-------- Record extracts --------

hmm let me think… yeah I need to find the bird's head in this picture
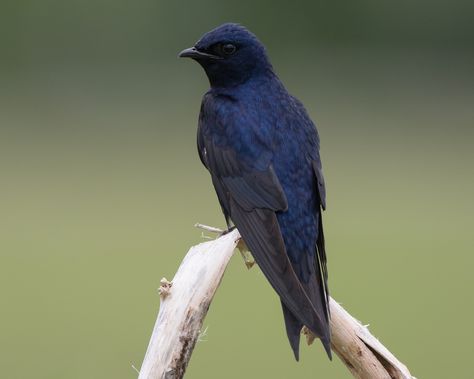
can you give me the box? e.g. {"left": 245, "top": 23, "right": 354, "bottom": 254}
{"left": 179, "top": 23, "right": 272, "bottom": 88}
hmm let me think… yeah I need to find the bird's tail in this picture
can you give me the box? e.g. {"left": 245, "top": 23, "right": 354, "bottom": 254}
{"left": 281, "top": 224, "right": 332, "bottom": 361}
{"left": 281, "top": 301, "right": 303, "bottom": 361}
{"left": 281, "top": 300, "right": 331, "bottom": 361}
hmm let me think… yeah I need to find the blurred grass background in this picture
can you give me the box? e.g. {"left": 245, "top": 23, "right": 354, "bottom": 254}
{"left": 1, "top": 1, "right": 473, "bottom": 378}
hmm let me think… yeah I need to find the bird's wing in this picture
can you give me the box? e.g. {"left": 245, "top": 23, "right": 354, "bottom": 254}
{"left": 197, "top": 128, "right": 329, "bottom": 339}
{"left": 312, "top": 156, "right": 326, "bottom": 210}
{"left": 312, "top": 158, "right": 329, "bottom": 312}
{"left": 297, "top": 97, "right": 329, "bottom": 322}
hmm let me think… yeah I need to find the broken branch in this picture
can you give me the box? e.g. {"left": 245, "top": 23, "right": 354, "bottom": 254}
{"left": 138, "top": 227, "right": 414, "bottom": 379}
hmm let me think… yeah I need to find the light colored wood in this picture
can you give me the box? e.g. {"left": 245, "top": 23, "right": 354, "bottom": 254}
{"left": 138, "top": 227, "right": 414, "bottom": 379}
{"left": 138, "top": 229, "right": 240, "bottom": 379}
{"left": 329, "top": 299, "right": 412, "bottom": 379}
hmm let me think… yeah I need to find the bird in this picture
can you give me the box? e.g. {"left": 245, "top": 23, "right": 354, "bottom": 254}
{"left": 179, "top": 23, "right": 331, "bottom": 360}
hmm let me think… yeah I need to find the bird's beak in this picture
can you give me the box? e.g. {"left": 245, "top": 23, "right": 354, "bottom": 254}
{"left": 178, "top": 47, "right": 222, "bottom": 60}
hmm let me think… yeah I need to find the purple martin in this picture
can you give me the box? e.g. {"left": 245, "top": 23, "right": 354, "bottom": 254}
{"left": 179, "top": 23, "right": 331, "bottom": 360}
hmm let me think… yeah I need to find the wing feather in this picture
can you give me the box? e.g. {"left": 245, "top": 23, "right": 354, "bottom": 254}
{"left": 229, "top": 200, "right": 329, "bottom": 338}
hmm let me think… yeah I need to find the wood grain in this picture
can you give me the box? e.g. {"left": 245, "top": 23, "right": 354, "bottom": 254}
{"left": 138, "top": 227, "right": 414, "bottom": 379}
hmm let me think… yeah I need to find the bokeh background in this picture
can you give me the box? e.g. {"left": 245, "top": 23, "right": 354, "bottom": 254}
{"left": 1, "top": 1, "right": 473, "bottom": 378}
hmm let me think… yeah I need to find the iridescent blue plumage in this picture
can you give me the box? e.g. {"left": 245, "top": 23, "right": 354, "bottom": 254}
{"left": 180, "top": 23, "right": 330, "bottom": 360}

--------

◆ **Assigned task**
Respond with a single number, namely how many lines of the entries contain the word "wood".

◆ **Exercise result**
2